WORK TASK. Return the lines of the data below in which the string "berry" occurs.

Collected data entries
_____
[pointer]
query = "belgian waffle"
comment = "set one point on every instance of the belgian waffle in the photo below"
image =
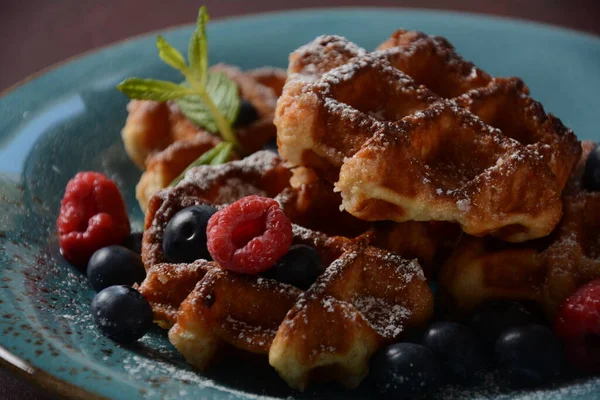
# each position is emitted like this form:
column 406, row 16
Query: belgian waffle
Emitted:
column 545, row 271
column 161, row 140
column 366, row 297
column 414, row 132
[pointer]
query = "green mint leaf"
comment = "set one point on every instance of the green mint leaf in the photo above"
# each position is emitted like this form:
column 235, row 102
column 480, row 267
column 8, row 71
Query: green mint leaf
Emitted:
column 223, row 92
column 205, row 159
column 170, row 54
column 223, row 155
column 197, row 50
column 151, row 89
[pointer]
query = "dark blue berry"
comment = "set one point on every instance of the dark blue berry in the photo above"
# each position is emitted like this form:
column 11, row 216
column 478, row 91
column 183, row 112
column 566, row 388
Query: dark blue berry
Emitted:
column 134, row 242
column 404, row 370
column 184, row 240
column 458, row 348
column 247, row 115
column 300, row 267
column 114, row 265
column 271, row 145
column 494, row 318
column 121, row 313
column 529, row 355
column 591, row 173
_____
EXERCISE OUTPUT.
query = "dark blue berry"
comment = "set one point on every instance of the dark blue berry in the photo above"
Query: dark blue berry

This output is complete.